DATASET CONTENT:

* * *

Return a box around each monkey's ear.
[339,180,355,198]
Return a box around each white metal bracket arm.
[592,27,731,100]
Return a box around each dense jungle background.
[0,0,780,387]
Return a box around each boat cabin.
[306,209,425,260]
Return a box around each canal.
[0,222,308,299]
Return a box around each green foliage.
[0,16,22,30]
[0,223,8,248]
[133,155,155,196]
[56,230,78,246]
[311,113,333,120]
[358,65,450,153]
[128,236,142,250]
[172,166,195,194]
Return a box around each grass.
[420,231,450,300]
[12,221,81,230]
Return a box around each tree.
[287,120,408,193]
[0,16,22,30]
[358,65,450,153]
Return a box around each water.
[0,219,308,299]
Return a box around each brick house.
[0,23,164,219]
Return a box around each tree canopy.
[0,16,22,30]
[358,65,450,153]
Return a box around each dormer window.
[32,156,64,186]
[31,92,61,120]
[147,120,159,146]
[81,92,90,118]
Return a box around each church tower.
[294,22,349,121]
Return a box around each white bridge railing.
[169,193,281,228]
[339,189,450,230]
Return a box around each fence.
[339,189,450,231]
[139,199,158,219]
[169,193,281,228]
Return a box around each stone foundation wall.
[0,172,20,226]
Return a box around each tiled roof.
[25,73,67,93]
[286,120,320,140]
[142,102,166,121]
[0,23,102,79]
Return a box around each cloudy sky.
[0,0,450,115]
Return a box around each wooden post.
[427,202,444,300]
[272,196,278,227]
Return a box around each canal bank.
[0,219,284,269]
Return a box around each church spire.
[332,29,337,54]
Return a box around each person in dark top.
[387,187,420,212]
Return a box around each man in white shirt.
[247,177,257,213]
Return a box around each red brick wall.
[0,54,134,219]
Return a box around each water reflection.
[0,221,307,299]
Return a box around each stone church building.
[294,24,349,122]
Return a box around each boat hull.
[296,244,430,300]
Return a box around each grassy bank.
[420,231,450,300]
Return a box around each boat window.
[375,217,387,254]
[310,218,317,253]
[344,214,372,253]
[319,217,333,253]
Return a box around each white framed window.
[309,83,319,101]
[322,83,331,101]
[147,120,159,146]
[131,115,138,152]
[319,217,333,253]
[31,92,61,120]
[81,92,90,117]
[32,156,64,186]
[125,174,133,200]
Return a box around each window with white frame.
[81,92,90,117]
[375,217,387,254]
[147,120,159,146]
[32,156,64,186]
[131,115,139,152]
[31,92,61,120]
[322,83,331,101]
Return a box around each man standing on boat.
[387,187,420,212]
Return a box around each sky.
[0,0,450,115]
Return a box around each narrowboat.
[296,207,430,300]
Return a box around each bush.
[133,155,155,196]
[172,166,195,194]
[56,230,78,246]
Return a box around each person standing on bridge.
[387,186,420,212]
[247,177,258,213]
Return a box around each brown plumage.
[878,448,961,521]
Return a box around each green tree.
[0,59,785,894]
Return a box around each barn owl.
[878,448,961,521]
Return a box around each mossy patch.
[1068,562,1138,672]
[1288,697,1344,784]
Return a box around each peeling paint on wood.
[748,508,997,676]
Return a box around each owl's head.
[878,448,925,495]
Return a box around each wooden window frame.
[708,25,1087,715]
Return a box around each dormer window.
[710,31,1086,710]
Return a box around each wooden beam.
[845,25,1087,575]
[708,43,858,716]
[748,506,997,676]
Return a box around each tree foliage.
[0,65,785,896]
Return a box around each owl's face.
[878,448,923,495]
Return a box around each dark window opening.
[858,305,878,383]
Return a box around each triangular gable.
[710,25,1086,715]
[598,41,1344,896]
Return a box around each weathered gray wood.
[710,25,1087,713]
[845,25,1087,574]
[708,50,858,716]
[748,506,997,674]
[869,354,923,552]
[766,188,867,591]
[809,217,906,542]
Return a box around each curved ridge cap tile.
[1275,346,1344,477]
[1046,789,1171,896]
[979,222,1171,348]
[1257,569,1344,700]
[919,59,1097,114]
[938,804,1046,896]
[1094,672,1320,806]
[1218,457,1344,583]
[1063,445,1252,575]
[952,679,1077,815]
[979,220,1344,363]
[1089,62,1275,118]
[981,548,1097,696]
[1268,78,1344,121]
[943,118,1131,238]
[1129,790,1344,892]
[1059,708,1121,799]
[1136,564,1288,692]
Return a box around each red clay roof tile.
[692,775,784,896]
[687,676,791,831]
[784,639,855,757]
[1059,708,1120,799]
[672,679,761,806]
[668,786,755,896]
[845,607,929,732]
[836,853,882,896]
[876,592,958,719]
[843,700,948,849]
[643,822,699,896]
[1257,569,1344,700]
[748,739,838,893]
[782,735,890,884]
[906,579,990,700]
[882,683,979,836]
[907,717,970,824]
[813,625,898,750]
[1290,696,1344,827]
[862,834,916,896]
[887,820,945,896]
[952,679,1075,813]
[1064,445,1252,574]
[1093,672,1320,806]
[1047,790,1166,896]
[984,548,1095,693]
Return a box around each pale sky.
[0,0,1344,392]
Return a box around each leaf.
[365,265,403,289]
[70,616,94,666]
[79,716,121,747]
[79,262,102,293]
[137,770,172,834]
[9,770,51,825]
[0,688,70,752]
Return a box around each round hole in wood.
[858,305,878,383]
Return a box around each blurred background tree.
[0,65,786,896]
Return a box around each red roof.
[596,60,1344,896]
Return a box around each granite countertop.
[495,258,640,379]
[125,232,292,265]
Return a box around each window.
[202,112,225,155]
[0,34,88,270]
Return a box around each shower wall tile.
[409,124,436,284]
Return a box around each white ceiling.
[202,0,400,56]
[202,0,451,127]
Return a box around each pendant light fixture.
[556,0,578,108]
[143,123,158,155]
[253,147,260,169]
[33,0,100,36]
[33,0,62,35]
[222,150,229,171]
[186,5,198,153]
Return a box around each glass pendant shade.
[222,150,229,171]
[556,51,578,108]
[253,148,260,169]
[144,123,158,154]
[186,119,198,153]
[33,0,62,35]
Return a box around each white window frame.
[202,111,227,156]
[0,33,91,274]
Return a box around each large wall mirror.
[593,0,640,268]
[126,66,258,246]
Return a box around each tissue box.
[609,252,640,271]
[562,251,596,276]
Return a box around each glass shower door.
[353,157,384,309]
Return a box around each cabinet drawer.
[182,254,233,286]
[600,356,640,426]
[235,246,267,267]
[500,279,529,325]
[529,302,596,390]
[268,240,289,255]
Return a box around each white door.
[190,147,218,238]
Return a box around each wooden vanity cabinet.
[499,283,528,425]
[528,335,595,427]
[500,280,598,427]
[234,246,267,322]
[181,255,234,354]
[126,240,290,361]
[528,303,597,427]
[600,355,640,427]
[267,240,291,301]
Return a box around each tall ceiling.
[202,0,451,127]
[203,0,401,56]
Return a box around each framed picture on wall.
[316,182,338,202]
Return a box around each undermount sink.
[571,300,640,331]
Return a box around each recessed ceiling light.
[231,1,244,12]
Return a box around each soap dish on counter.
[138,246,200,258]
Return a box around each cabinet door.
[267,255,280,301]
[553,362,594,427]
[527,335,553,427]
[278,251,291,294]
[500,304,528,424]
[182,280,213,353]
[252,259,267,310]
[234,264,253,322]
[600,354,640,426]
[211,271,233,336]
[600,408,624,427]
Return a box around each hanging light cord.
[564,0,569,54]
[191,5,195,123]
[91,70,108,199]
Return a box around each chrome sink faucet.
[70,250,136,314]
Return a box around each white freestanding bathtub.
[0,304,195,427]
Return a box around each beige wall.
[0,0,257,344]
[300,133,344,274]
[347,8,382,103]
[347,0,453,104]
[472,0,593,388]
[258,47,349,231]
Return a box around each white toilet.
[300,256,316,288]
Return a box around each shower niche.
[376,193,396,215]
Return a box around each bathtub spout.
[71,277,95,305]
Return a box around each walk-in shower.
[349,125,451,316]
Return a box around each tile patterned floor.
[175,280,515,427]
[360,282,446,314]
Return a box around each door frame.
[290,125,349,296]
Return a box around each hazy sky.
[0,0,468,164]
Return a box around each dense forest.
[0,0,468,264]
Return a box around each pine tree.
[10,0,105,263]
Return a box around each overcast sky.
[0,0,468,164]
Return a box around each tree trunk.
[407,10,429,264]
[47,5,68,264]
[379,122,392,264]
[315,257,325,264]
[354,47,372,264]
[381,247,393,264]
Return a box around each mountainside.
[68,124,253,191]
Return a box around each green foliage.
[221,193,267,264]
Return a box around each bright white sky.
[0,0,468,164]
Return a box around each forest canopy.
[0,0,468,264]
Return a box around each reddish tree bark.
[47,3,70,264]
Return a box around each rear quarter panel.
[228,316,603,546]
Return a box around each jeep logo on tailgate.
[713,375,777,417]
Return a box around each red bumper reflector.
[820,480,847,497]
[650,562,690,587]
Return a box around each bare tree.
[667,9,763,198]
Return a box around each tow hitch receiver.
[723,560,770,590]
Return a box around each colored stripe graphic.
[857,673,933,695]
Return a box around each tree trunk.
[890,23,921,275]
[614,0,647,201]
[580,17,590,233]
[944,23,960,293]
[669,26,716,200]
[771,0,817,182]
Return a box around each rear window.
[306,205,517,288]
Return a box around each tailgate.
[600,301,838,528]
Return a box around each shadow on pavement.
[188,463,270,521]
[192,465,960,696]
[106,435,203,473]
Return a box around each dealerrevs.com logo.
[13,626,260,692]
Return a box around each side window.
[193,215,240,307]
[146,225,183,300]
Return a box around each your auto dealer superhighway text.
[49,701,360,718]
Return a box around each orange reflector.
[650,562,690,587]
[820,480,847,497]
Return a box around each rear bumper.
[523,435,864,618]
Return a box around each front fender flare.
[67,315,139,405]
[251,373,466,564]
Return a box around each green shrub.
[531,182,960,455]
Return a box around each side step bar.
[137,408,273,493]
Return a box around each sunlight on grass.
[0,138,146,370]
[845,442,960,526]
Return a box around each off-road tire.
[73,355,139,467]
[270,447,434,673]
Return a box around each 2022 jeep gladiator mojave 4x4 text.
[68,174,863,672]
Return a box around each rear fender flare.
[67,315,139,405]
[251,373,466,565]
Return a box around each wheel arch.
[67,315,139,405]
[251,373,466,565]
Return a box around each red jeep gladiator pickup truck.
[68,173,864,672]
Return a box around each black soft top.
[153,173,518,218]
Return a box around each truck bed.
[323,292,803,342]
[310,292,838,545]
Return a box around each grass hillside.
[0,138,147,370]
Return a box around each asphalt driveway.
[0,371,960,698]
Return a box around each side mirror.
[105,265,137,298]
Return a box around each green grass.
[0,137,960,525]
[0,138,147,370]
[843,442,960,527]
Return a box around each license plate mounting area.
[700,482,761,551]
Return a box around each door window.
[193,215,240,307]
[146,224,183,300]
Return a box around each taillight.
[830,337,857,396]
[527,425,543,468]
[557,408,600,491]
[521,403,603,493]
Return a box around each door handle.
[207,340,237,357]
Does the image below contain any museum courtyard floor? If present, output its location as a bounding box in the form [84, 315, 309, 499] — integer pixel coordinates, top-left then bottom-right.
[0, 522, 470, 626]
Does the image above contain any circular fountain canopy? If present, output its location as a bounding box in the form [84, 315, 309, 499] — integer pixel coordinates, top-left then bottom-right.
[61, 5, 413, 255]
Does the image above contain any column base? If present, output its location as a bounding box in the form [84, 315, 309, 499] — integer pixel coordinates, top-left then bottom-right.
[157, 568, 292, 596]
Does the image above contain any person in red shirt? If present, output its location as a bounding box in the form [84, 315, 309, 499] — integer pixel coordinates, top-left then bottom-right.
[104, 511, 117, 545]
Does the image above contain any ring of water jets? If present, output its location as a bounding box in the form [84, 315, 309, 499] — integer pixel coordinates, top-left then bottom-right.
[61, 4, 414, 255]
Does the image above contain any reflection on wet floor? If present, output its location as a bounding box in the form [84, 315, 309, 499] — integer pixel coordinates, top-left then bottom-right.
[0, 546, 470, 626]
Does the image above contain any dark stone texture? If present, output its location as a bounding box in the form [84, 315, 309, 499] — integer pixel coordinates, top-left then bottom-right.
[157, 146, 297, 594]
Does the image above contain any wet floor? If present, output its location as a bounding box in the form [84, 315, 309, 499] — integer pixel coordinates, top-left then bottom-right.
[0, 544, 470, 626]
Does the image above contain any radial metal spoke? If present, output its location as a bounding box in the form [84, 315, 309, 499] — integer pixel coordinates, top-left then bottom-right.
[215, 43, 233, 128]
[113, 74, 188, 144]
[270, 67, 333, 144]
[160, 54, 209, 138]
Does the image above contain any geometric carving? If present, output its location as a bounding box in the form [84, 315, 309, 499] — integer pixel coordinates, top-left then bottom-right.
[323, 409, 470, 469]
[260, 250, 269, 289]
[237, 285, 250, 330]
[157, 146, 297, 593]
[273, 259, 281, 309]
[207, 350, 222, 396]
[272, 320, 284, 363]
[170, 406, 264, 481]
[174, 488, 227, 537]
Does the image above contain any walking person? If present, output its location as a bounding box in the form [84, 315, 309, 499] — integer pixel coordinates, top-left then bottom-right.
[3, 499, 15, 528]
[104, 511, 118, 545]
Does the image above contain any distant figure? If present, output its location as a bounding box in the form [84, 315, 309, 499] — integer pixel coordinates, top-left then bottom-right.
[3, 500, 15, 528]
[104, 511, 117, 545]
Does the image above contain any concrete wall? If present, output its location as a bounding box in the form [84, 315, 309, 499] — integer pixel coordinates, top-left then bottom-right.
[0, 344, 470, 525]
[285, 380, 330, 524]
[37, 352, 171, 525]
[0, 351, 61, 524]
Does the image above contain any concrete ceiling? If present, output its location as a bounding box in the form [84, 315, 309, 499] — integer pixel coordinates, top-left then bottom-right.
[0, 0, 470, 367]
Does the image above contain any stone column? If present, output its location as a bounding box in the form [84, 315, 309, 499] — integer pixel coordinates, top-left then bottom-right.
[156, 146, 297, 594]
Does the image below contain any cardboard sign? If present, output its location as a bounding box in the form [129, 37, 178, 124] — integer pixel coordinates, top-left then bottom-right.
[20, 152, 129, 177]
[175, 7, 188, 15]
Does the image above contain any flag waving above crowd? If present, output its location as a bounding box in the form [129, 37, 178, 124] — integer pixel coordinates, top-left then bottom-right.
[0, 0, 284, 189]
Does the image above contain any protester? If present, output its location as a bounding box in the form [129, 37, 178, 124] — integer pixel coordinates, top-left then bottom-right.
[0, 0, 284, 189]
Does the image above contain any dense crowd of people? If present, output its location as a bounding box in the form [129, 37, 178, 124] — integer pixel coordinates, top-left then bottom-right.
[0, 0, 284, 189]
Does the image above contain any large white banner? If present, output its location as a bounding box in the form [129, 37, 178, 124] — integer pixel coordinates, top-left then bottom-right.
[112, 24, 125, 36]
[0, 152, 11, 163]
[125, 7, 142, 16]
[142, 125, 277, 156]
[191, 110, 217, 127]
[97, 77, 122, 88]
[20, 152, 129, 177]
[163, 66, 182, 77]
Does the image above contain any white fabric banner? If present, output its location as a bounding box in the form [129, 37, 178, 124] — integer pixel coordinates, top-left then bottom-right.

* * *

Rewrite the data from its first line through the line containing "[0,222,308,299]", replacing "Return a box" with "Draw a box" and leaving everything else unchanged.

CORRECT ANSWER:
Draw a box around each monkey's ear.
[339,180,355,198]
Draw a box around each white metal bracket arm.
[592,27,731,100]
Draw a box around each dense jungle background.
[0,0,780,387]
Draw a box around each boat cabin.
[306,209,425,260]
Draw a box around each canal.
[0,222,308,299]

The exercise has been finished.